### Trecho do texto:
------

Outra experiência de sofrimento psíquico são as mudanças súbitas e inexplicáveis nas atitudes:

“A gente ver que não é ela, sabe, porque ela é uma pessoa muita calma, muito tranquila” (HSMM6).

“Porque antes ela era uma pessoa saudável, alegre, só que ela sempre foi uma pessoa calma, quieta, calada, mas nunca era explosiva nem nada não” (CAPS4).

Por fim, as descrições de normalidade, que caracterizam o estado da pessoa antes da doença ou sua recuperação, apontam para dimensões importantes da semiologia relativa a problemas mentais. Conforme Rabelo et al (1999), os signos de normalidade presentes nos relatos envolvem três tipos básicos: desempenho de papéis sociais, aparência e relação com outros.

Os signos de desempenho de papéis, referentes, basicamente, ao trabalho, aparecem tanto nas descrições de normalidade quanto na identificação de melhora. Nestes contextos, fala-se que a pessoa era (é) trabalhador (a) e/ou que apresenta(va) disposição para trabalhar.

“Quando ela tá em casa, ela faz o serviço dela, varre, lava prato, faz comida, quando ela tá boa, mas do jeito que ela tá aí não, quando ela está boa ela faz tudo. (...) Ela trabalhava, era normal, saía, tinha problema nenhum, trabalhava ela, sempre trabalhou” (HUWC1)

------

### Registros listados:
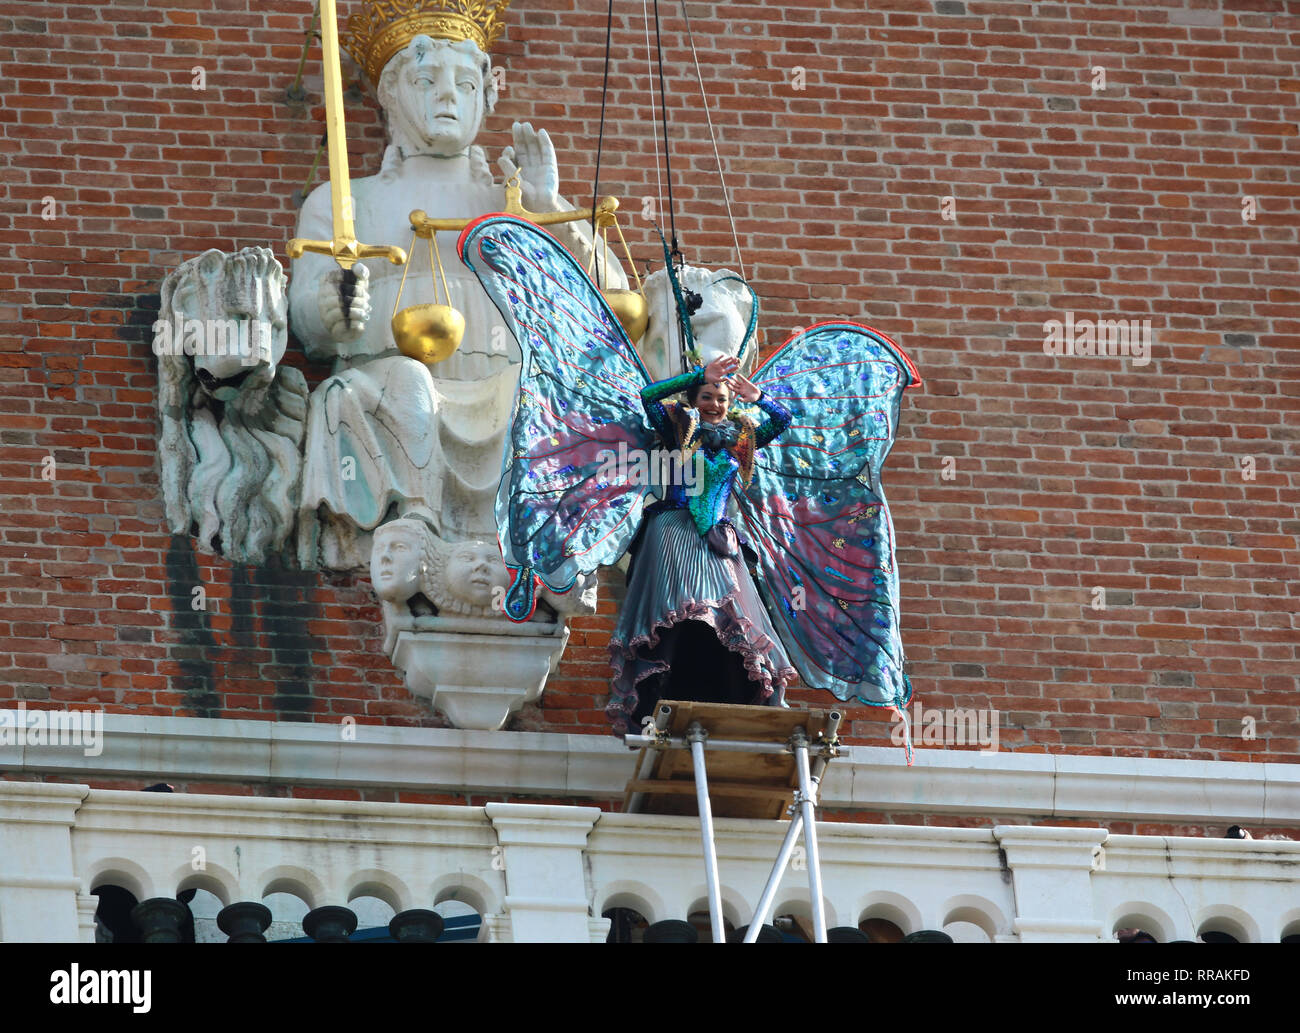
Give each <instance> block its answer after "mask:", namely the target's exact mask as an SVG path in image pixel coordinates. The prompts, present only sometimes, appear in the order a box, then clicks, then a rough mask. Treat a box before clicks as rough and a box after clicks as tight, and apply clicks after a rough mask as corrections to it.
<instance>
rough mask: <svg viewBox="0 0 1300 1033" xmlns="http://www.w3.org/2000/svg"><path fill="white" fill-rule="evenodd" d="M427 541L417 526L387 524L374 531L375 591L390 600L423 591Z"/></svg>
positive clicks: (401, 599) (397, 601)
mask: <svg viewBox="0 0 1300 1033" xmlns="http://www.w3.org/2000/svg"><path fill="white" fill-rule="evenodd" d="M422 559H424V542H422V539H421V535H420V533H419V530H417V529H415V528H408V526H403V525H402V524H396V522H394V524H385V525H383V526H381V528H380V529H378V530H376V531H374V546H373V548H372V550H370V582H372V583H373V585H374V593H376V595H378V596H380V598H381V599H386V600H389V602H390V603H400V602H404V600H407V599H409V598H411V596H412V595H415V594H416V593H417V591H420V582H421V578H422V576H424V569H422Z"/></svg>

------

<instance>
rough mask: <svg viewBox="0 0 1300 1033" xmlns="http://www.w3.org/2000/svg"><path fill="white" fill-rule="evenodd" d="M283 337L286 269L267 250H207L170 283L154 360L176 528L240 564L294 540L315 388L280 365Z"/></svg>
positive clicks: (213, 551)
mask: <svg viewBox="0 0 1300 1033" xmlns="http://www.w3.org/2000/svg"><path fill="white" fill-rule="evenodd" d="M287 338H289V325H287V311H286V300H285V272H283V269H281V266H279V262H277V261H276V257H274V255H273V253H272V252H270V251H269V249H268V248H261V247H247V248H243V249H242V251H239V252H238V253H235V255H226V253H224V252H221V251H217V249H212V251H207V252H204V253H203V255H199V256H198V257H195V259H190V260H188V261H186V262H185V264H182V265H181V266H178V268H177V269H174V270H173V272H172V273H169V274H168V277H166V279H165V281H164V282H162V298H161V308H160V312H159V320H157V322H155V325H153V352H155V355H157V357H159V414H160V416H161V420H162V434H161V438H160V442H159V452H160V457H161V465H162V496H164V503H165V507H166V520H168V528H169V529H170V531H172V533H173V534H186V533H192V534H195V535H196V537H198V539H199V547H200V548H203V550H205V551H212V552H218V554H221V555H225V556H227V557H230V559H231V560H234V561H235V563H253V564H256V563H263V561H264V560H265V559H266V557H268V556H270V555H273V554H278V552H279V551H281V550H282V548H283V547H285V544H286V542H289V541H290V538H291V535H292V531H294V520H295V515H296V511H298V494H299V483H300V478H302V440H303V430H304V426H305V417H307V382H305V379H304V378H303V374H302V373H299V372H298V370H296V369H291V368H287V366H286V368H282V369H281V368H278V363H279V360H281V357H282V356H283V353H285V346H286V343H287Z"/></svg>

------

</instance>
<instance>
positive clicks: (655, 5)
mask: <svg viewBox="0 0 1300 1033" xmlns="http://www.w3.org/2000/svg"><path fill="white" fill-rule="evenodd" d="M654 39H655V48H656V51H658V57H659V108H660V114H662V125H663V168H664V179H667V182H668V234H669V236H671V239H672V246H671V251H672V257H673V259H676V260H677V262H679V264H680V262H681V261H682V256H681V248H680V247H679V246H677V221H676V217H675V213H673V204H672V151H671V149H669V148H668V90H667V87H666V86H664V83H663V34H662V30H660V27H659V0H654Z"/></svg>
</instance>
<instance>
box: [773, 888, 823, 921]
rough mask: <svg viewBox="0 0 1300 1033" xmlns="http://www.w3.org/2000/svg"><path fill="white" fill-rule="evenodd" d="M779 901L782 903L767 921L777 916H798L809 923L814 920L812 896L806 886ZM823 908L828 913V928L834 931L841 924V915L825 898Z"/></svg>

------

### O que fazer:
No trecho sobre sofrimento psíquico, quais são os três tipos básicos de signos de normalidade presentes nos relatos, segundo Rabelo et al (1999)?

### Solução do problema:
Desempenho de papéis sociais, aparência e relação com outros.